EXERCISE INPUT:
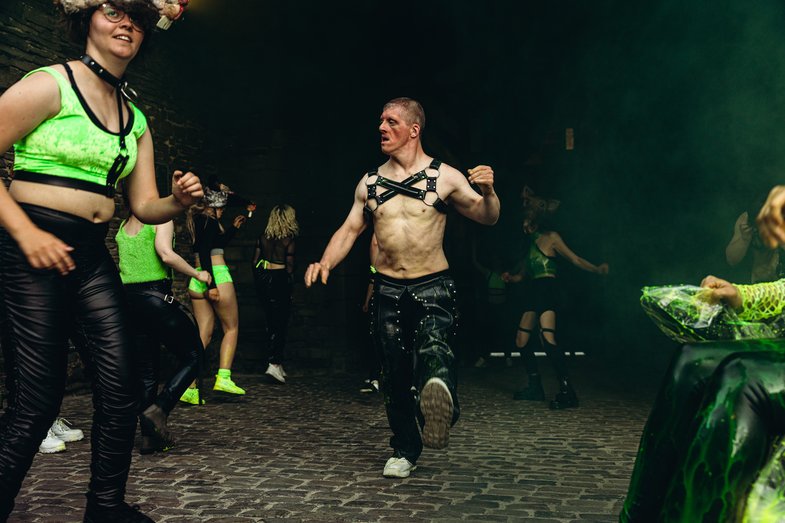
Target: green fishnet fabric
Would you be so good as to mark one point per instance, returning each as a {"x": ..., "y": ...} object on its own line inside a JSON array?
[
  {"x": 762, "y": 300},
  {"x": 682, "y": 313},
  {"x": 766, "y": 501}
]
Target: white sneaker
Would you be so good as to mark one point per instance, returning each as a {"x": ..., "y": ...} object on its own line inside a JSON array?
[
  {"x": 398, "y": 468},
  {"x": 62, "y": 429},
  {"x": 51, "y": 444},
  {"x": 276, "y": 372},
  {"x": 436, "y": 407}
]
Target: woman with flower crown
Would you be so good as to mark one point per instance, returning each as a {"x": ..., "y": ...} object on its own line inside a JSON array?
[{"x": 75, "y": 135}]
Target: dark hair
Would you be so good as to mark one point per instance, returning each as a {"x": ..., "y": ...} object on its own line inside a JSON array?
[{"x": 143, "y": 12}]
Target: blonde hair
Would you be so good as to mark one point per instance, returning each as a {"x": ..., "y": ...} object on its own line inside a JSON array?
[
  {"x": 199, "y": 208},
  {"x": 282, "y": 223}
]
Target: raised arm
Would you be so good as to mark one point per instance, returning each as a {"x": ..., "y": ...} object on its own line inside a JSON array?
[
  {"x": 561, "y": 248},
  {"x": 740, "y": 243},
  {"x": 482, "y": 208},
  {"x": 342, "y": 241},
  {"x": 163, "y": 246},
  {"x": 146, "y": 204},
  {"x": 756, "y": 302}
]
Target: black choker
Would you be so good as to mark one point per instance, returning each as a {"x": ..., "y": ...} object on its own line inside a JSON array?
[
  {"x": 122, "y": 90},
  {"x": 121, "y": 84}
]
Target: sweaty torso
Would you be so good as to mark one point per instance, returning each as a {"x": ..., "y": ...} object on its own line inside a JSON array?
[{"x": 409, "y": 231}]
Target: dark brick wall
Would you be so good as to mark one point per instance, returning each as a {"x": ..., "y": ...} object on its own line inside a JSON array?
[{"x": 323, "y": 332}]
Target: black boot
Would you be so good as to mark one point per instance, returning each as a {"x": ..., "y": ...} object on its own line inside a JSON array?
[
  {"x": 566, "y": 398},
  {"x": 532, "y": 392},
  {"x": 153, "y": 422},
  {"x": 122, "y": 513}
]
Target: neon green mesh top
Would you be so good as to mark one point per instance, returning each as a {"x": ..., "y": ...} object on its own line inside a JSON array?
[
  {"x": 762, "y": 300},
  {"x": 538, "y": 264},
  {"x": 139, "y": 262},
  {"x": 71, "y": 144}
]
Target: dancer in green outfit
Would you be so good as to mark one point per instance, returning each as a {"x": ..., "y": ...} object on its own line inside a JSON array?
[
  {"x": 707, "y": 453},
  {"x": 147, "y": 258}
]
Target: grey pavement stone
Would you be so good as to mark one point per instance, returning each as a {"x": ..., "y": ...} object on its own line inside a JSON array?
[{"x": 313, "y": 451}]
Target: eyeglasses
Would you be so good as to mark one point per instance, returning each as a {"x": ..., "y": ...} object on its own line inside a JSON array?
[{"x": 116, "y": 15}]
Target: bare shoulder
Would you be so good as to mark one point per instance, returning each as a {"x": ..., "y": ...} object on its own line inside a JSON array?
[
  {"x": 450, "y": 171},
  {"x": 39, "y": 89},
  {"x": 552, "y": 236}
]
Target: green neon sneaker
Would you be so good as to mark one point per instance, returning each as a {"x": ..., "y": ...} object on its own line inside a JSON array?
[
  {"x": 191, "y": 396},
  {"x": 227, "y": 385}
]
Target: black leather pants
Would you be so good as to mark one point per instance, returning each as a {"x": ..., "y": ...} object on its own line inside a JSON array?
[
  {"x": 275, "y": 293},
  {"x": 40, "y": 310},
  {"x": 412, "y": 324},
  {"x": 158, "y": 319}
]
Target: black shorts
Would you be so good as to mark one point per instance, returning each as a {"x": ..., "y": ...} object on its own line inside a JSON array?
[{"x": 540, "y": 295}]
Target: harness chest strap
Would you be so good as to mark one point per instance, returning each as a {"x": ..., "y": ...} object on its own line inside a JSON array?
[{"x": 405, "y": 187}]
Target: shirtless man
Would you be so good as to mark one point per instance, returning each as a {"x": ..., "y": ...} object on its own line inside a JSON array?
[{"x": 413, "y": 308}]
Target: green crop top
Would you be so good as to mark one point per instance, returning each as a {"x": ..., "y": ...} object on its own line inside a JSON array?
[
  {"x": 139, "y": 262},
  {"x": 539, "y": 264},
  {"x": 74, "y": 145}
]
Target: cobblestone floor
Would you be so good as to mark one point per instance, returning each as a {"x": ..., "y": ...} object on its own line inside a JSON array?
[{"x": 313, "y": 450}]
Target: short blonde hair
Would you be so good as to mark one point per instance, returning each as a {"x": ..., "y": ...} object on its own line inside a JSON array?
[{"x": 282, "y": 223}]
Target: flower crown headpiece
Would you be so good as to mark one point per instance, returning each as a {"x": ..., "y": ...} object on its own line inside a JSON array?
[
  {"x": 215, "y": 198},
  {"x": 170, "y": 10}
]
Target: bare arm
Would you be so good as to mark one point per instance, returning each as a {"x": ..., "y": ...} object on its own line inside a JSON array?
[
  {"x": 342, "y": 241},
  {"x": 163, "y": 246},
  {"x": 23, "y": 107},
  {"x": 771, "y": 222},
  {"x": 561, "y": 248},
  {"x": 143, "y": 193},
  {"x": 290, "y": 257},
  {"x": 740, "y": 243},
  {"x": 480, "y": 208}
]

REQUIREMENTS: Write out each line of the data exactly; the images should be left out.

FINISHED ANSWER:
Target: green fishnet fabric
Would you be so good as to mark one point per instance, returning each as a {"x": ..., "y": ...} object on its own line inside a JSON array?
[
  {"x": 762, "y": 300},
  {"x": 682, "y": 313},
  {"x": 766, "y": 501}
]
Target: white sneaker
Would you be so good as to mark one point per instance, returning each as a {"x": ..., "y": ...} object on its own line inside a JSON array?
[
  {"x": 398, "y": 468},
  {"x": 62, "y": 429},
  {"x": 51, "y": 444},
  {"x": 276, "y": 372},
  {"x": 436, "y": 407}
]
Target: woman with flower crown
Would you be so good as to mark one point per instance, returning each as a {"x": ..., "y": ...} object on its own line inside a JSON array?
[{"x": 75, "y": 135}]
Target: dark hair
Would you be so good as to mark one point per instance, returning each as a {"x": ..., "y": ...} object on its own line inside a JSON array?
[{"x": 143, "y": 12}]
Target: blonde hair
Would you be so good as to mark one point per instance, returning each as a {"x": ..., "y": ...} object on its own line inside a JSON array?
[
  {"x": 199, "y": 208},
  {"x": 282, "y": 223}
]
Target: raised arm
Would you be so good as to mark one point per instance, returning each as a {"x": ..., "y": ...} object on its own line inside a JSON array?
[
  {"x": 561, "y": 248},
  {"x": 740, "y": 243},
  {"x": 482, "y": 208},
  {"x": 342, "y": 241},
  {"x": 163, "y": 246},
  {"x": 146, "y": 204},
  {"x": 756, "y": 302}
]
Target: black choker
Would you be so good as to mark one point per instance, returning each as a {"x": ..., "y": ...} object on its own line inside a JSON array?
[
  {"x": 122, "y": 90},
  {"x": 121, "y": 84}
]
Target: sweaty torso
Would you be so good as to mark one point per instance, returning each as a {"x": ..., "y": ...} object on its own line inside a JSON array?
[{"x": 409, "y": 231}]
Target: dark brick wall
Would you be so good as to mark one point per instance, returning each as a {"x": ..., "y": ...} object on its own line inside a JSON array?
[{"x": 323, "y": 332}]
Target: black boot
Would you be so good as to mark one point per instance, returning each as a {"x": ..., "y": ...} object on its own line inside a JSON array?
[
  {"x": 566, "y": 398},
  {"x": 532, "y": 392},
  {"x": 153, "y": 422},
  {"x": 122, "y": 513}
]
Target: neon green mesh top
Would you be so good as to mark one point per instance, returning each as a {"x": ..., "y": ...} object on its own line inside a JSON array?
[
  {"x": 762, "y": 300},
  {"x": 538, "y": 264},
  {"x": 139, "y": 262},
  {"x": 71, "y": 144}
]
Target: dancer in green outfit
Would you be so good as to mark one point per instance, returning each as a {"x": ..., "y": ...} object on its own line inside a JSON array?
[
  {"x": 707, "y": 453},
  {"x": 147, "y": 258}
]
Target: grey pavement stone
Would you be so good as to mark one point per instance, returning each as a {"x": ..., "y": ...} object on its own line inside a JSON array?
[{"x": 313, "y": 451}]
Target: eyeglasses
Would you be so good as to mark one point per instance, returning each as a {"x": ..., "y": ...} object on its own line inside a JSON array?
[{"x": 116, "y": 15}]
Target: bare shoulder
Would you be so good as to mark one point per instance, returning each as a {"x": ..., "y": ...} object on its own line inside a JSON array?
[
  {"x": 450, "y": 171},
  {"x": 39, "y": 89},
  {"x": 552, "y": 236}
]
Target: green neon sneaker
Would you be so good as to mark one point per instance, returning each as a {"x": ..., "y": ...} object on its own line inside a JSON array?
[
  {"x": 191, "y": 396},
  {"x": 227, "y": 385}
]
Target: black leather pants
Would you be so good as to mark one point per instance, returning each as a {"x": ..., "y": ...} object on its own line inside a JSON array?
[
  {"x": 275, "y": 293},
  {"x": 40, "y": 310},
  {"x": 412, "y": 324},
  {"x": 158, "y": 319}
]
Target: black shorts
Would you be so good as to mark one point per instance, returning each as a {"x": ..., "y": ...} object on its own line inside a JSON array?
[{"x": 540, "y": 295}]
Target: harness chest strap
Would you be so good as to mark one point per instance, returning each as a {"x": ..., "y": ...} object on its own line inside a JSON array?
[{"x": 405, "y": 187}]
Target: shirtless man
Would you be so good as to mark one point per instance, returning each as a {"x": ..., "y": ...} object on its own line inside a JSON array?
[{"x": 413, "y": 308}]
Target: green crop top
Would you be so good as to mark one point per instance, returning each as a {"x": ..., "y": ...} object on its own line inside a JSON array?
[
  {"x": 139, "y": 262},
  {"x": 539, "y": 264},
  {"x": 74, "y": 145}
]
Target: cobblestone floor
Would you be so good as to mark one point per instance, returning each as a {"x": ..., "y": ...} object on its own line inside a JSON array?
[{"x": 313, "y": 450}]
Target: short blonde hair
Would you be so good as to mark one point per instance, returning each as a {"x": ..., "y": ...} object on its own line inside a JSON array?
[{"x": 282, "y": 223}]
Target: flower crown headpiece
Would you be so good as to mark one point per instance, returning each as a {"x": ..., "y": ...} object on its own line inside a JSON array?
[
  {"x": 215, "y": 198},
  {"x": 170, "y": 10}
]
Target: bare arm
Would you be so good as to mark one point per instance, returning each as a {"x": ..., "y": ...} object on its own line inside a JSON array?
[
  {"x": 342, "y": 241},
  {"x": 163, "y": 246},
  {"x": 23, "y": 107},
  {"x": 771, "y": 222},
  {"x": 561, "y": 248},
  {"x": 143, "y": 193},
  {"x": 290, "y": 257},
  {"x": 740, "y": 243},
  {"x": 480, "y": 208}
]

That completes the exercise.